Data lines –
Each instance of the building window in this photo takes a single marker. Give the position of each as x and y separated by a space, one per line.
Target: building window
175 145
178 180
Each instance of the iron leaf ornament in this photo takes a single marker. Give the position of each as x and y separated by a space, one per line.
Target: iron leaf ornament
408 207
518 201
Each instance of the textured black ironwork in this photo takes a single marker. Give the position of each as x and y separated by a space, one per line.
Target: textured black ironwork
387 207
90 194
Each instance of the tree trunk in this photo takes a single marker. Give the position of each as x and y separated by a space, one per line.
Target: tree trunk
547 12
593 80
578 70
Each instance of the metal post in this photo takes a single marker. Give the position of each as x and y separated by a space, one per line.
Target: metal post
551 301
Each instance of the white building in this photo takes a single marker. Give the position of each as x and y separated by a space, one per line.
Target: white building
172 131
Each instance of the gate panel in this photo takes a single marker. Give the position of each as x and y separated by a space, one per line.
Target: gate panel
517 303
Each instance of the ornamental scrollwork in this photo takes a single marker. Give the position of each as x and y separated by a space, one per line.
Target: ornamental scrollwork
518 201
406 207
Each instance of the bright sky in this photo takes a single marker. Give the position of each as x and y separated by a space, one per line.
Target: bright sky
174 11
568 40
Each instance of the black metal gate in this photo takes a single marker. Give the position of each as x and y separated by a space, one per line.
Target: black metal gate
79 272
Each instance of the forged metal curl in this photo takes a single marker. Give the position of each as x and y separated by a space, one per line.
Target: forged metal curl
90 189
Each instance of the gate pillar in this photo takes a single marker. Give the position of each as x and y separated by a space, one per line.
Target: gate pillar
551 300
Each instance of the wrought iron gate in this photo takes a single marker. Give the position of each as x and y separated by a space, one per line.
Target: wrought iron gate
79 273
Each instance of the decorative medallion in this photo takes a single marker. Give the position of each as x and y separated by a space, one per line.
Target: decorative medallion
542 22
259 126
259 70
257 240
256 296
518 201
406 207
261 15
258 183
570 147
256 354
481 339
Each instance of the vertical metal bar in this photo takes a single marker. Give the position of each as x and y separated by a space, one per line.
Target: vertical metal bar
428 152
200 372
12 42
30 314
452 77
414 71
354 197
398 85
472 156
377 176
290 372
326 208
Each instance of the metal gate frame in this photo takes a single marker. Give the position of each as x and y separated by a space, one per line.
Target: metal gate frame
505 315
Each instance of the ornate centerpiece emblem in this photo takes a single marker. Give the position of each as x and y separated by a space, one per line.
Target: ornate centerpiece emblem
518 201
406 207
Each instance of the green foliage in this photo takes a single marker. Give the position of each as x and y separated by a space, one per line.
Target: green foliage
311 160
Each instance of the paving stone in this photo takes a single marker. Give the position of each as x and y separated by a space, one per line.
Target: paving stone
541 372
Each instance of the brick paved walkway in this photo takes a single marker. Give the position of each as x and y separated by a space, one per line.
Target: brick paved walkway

Work to do – Repeat the entries exactly, all of them.

Written response –
Each instance of the building window in this photo takes a single marker. Give the position of each as x and y separated by a space, one per line.
Target: building window
175 145
178 180
Each instance of the iron leaf ornament in this photo takes a single marker. Give the position of each as x and y separated by a space, one per line.
Target: iron leaf ornament
408 207
518 201
Each instance of the textured black ironwork in this photo takes a single marker. Give the position of each as x and y separated by a space, one per line.
Target: textured black ironwork
387 207
90 194
Each instance of the tree trunk in this photo takes a single marker. Give the position of each as x and y separated by a space, one per line.
Target: tree trunk
547 12
593 80
578 70
Each instance of the metal post in this photo takes a single marker. Give the position of each as x and y separated by a space, one per line.
Target: metal post
551 301
Each instance of the white building in this photo takes a single marker. Give the position of each as x and y separated by a space, one per line.
Target: white building
172 131
Each instance of the gate panel in this photo takes a single marker. Give the position of each as x and y separated by a space, one per line.
Target: gate panel
517 303
Each instance of the ornamental scrollwork in this photo takes a single marker. Give the position of each as x and y separated by a space, one per line.
Target: ornamental scrollwork
518 201
406 207
Each instance of the bright sky in this photo takes a single marker. Give the position of each as x and y separated by a space, one per line.
Target: bright sky
174 11
568 40
Each instance of the black metal gate in this photo takes a single marker. Give the position of each as x and y separated by a space, one per line.
Target: black metal gate
79 272
Each instance of the forged metal curl in this photo takes a single marker. Give the position of each as x and y separated by a space, one per line.
Target: forged metal curl
90 189
Each instance of the gate pillar in this photo takes a single marker. Give the position of each as x and y separated by a space, one per line.
Target: gate pillar
551 300
Each instance of the wrought iron gate in this photo takes a single marker. Give the position of each as x and y separated by a space, one per line.
Target: wrought iron gate
79 273
Each instance of the decorative medallion in this photo takes a single marker. Give the position of each as x and y separated by a space, one per line.
Target: decorative medallion
542 22
259 126
259 70
257 240
256 296
518 201
406 207
261 15
258 183
570 147
256 354
481 339
Each instance of the vertical metal bar in this photo takes a single marker. Give the position of each as x and y separated by a space, one per line.
Target: vertical metal bar
428 152
200 372
12 42
30 314
452 77
414 71
354 197
398 85
472 156
377 176
290 372
326 208
Each instance of the metal gate frame in this photo takes a single marker. Give the position of each as x and y separated by a space, one per line.
Target: metal gate frame
505 315
Each instance of the ornate centerpiece emblem in this photo takes a single marker. Give the position of each as x and y separated by a space, one per line.
Target: ornate centerpiece emblem
518 201
406 207
Each instance of the green foliage in this photo takes a single marker. Give the position of each as x and y separated by a space, one per line.
Target: green foliage
311 160
Each instance of the paving stone in this photo takes a single marker. Give the position of each as x and y separated by a space, one per line.
Target: paving stone
541 372
Each instance of the brick paved walkway in this photo takes a single marker. Give the position of each as x and y separated by a space, one per line.
Target: brick paved walkway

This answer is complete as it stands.